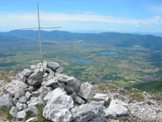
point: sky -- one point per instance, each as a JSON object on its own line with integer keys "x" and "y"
{"x": 84, "y": 15}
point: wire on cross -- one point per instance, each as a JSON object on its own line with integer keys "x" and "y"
{"x": 39, "y": 32}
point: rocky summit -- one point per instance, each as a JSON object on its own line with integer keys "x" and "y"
{"x": 44, "y": 91}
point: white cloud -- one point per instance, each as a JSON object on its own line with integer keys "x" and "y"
{"x": 156, "y": 9}
{"x": 20, "y": 20}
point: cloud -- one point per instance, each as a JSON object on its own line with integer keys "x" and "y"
{"x": 156, "y": 9}
{"x": 20, "y": 20}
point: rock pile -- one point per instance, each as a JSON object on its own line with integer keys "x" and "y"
{"x": 63, "y": 98}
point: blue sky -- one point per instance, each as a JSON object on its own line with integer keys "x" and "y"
{"x": 84, "y": 15}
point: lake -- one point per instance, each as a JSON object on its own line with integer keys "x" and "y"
{"x": 107, "y": 52}
{"x": 78, "y": 60}
{"x": 2, "y": 55}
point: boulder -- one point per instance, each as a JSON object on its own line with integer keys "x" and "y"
{"x": 28, "y": 95}
{"x": 50, "y": 82}
{"x": 50, "y": 74}
{"x": 55, "y": 93}
{"x": 32, "y": 119}
{"x": 21, "y": 115}
{"x": 2, "y": 84}
{"x": 22, "y": 99}
{"x": 19, "y": 106}
{"x": 44, "y": 91}
{"x": 36, "y": 77}
{"x": 72, "y": 84}
{"x": 59, "y": 115}
{"x": 26, "y": 72}
{"x": 102, "y": 97}
{"x": 79, "y": 100}
{"x": 33, "y": 110}
{"x": 13, "y": 111}
{"x": 88, "y": 113}
{"x": 86, "y": 91}
{"x": 53, "y": 65}
{"x": 15, "y": 88}
{"x": 98, "y": 102}
{"x": 59, "y": 70}
{"x": 35, "y": 101}
{"x": 5, "y": 101}
{"x": 57, "y": 107}
{"x": 117, "y": 108}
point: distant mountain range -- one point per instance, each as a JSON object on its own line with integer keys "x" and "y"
{"x": 107, "y": 38}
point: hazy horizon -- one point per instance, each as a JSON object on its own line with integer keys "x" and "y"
{"x": 84, "y": 16}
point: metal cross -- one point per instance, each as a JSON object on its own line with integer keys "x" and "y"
{"x": 39, "y": 33}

———

**Your objective:** Restate word for word every line from the one containing "point: hazy horizon" through the final line of the listing. Both end lines belong in the answer.

**Result of the task:**
point: hazy horizon -- one point per instance, each as a JSON object on its own line with integer keys "x" and "y"
{"x": 84, "y": 16}
point: metal cross -- one point per instance, each as a JSON object on its own line with integer keys "x" and "y"
{"x": 39, "y": 33}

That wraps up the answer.